## Exercise instructions
Return every line below that contains the word "black", copying each one in full.

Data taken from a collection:
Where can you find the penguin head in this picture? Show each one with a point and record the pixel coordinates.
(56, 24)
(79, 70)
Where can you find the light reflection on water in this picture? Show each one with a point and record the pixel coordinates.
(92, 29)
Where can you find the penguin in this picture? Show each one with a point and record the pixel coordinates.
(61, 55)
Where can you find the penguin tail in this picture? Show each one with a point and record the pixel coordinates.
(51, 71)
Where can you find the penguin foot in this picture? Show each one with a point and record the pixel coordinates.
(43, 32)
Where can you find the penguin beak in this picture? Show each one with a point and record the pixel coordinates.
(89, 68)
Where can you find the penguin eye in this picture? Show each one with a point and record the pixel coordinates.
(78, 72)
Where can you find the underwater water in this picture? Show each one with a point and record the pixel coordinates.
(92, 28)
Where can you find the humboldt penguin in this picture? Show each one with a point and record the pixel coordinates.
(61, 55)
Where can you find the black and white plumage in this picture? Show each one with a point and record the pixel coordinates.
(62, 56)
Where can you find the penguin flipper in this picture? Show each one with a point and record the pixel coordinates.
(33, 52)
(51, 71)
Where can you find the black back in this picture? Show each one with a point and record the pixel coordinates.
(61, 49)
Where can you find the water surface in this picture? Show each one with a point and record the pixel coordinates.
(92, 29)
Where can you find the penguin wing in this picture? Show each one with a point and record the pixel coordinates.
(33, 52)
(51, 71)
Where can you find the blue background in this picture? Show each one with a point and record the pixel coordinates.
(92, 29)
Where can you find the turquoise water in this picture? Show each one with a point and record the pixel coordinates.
...
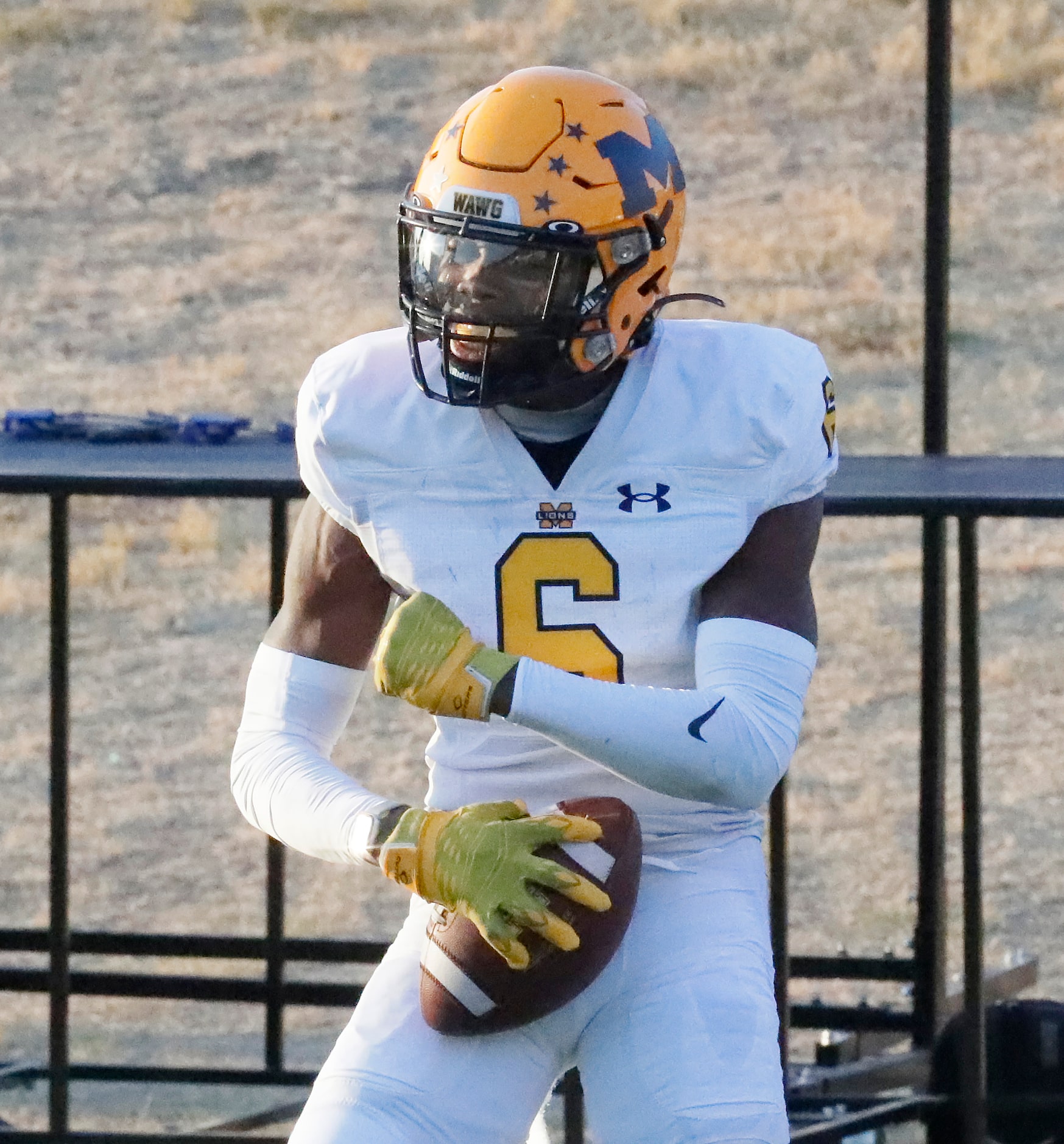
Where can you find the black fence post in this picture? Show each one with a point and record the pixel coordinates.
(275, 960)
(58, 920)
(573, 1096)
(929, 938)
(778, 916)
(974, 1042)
==
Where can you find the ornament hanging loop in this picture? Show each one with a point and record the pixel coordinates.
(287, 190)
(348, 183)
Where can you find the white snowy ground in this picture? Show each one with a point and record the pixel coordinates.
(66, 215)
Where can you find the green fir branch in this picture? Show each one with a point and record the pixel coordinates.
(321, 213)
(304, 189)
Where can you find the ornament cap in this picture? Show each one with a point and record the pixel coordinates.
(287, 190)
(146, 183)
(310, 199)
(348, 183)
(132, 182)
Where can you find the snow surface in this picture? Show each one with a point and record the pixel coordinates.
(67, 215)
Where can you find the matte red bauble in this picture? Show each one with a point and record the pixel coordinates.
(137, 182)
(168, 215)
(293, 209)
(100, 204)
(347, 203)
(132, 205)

## Exercise solution
Where can you find the black and white plumage in this picture? Show each one with a point and record the pixel coordinates.
Where can you find the black back in this picture? Show each one with a point and record the pixel coordinates.
Where can you find the black fence post in this picture? Show each one with a point and record the pixel coordinates.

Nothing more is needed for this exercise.